[Exercise task 1]
Return the passage of the article on local government in Wales starting at "A pioneering new" and ending at "and professional expertise.", copied word for word.

[Extract]
[start]

A pioneering new study by the University of Glamorgan maintains devolution and the Welsh Assembly have transformed local government in Wales.

The study claims to show the Assembly and local government are working together to develop a distinctive style of intergovernmental relations within Wales.

Furthermore, it asserts that the Welsh Assembly has not affected local government discretion and benefits from its political support and professional expertise.

The Joseph Rowntree Foundation, which compiled the independent report, said Assembly members are more favourably inclined towards local government than

their Westminster counterparts, and have adopted a less restrictive approach to councils.

Despite having to work within the constraints of the England and Wales policy systems, the Welsh Assembly, which only has secondary legislative power unlike the Scottish Parliament and Northern Irish Assembly, does have complete discretion in determining its budgetary priorities.

The report outlined two key issues for councils in Wales: money and discretion. It said devolution had not led to a significant increase in local government's share of the Welsh spending cake.

It noted local spending discretion had been significantly 'eroded' by central government under both Conservative and Labour governments.

But now the Assembly had slowed this erosion making less use of specific grants than central government does in vital areas of spending such as health.

The Assembly should build on policy agreements, the report said, have 'better strategic vision' and improve its consultative processes.

A spokesman for the Welsh Local Government Association fully endorsed the findings of the report, stressing the positive relationship between it and the Assembly.

He said: 'The effective relationship is enhanced through the partnership council.'

He added the ending of ring-fencing in finance, the introduction of policy agreements and the increasing role of local government in the NHS in Wales were all examples of how they were co-operating effectively.

But the report also outlined some lessons for local government which included strengthening mediating organisations such as the WLGA and bolstering the role of elected members.

The WLGA spokesman added that many of those points had already been addressed.

[end]

[Exercise task 2]
In the rows, rewrite only the lines starting at the one that contains "Could you please outline every instance of the window" and ending at the one that contains "Please outline every instance of the window on siding wall.". Replace "siding wall" with "brick wall" and leave everything else unchanged.

[Supplied data]
[start]

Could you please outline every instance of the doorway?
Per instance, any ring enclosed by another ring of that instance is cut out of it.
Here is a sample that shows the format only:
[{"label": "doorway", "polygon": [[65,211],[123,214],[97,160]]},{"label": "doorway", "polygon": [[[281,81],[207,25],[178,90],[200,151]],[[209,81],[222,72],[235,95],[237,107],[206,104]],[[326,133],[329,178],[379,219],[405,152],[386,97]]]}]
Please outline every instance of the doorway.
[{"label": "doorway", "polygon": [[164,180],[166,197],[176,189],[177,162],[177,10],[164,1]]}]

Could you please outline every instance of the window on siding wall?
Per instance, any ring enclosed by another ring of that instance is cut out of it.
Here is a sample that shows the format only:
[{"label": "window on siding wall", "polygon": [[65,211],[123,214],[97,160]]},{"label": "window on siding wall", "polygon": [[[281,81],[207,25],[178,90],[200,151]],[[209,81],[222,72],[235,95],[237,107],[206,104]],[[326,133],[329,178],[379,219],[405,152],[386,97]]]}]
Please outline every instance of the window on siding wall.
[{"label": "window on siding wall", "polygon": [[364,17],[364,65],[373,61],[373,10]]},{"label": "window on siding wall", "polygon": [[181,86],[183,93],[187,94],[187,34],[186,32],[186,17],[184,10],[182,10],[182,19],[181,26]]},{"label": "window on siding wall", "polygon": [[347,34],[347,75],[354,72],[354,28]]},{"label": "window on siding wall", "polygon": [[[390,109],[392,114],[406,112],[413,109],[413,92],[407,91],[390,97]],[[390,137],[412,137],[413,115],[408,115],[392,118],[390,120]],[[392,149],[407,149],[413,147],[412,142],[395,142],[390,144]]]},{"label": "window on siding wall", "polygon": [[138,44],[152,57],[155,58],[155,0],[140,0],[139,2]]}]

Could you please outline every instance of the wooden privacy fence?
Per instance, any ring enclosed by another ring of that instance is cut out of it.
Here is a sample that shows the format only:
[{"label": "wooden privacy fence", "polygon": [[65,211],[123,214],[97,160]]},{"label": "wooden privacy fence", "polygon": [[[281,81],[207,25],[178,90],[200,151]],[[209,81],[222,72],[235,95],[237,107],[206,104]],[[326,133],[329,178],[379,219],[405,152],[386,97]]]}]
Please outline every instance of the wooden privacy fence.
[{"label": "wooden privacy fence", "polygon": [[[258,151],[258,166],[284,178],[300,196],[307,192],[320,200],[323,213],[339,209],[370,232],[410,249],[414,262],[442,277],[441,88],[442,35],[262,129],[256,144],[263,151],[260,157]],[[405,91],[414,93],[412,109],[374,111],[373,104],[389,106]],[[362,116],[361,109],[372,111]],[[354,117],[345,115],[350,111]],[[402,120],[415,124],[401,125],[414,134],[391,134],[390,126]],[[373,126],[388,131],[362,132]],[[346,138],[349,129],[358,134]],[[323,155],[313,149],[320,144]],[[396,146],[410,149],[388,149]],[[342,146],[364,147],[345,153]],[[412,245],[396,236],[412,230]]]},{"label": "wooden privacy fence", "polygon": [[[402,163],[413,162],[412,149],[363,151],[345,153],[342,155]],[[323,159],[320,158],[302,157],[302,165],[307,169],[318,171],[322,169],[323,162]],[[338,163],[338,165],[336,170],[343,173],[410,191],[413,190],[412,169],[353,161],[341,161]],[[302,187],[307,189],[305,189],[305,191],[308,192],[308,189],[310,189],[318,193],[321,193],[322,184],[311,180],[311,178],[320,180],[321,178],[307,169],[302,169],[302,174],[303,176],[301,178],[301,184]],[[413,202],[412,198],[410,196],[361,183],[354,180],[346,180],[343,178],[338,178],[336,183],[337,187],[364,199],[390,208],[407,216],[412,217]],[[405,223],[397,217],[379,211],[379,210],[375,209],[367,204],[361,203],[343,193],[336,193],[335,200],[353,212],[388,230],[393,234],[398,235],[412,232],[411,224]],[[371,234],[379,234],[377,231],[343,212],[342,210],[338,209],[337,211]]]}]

[end]

[Exercise response 1]
A pioneering new study by the University of Glamorgan maintains devolution and the Welsh Assembly have transformed local government in Wales.

The study claims to show the Assembly and local government are working together to develop a distinctive style of intergovernmental relations within Wales.

Furthermore, it asserts that the Welsh Assembly has not affected local government discretion and benefits from its political support and professional expertise.

[Exercise response 2]
Could you please outline every instance of the window on brick wall?
Per instance, any ring enclosed by another ring of that instance is cut out of it.
Here is a sample that shows the format only:
[{"label": "window on brick wall", "polygon": [[65,211],[123,214],[97,160]]},{"label": "window on brick wall", "polygon": [[[281,81],[207,25],[178,90],[200,151]],[[209,81],[222,72],[235,95],[237,107],[206,104]],[[326,133],[329,178],[379,219],[405,152],[386,97]]]}]
Please outline every instance of the window on brick wall.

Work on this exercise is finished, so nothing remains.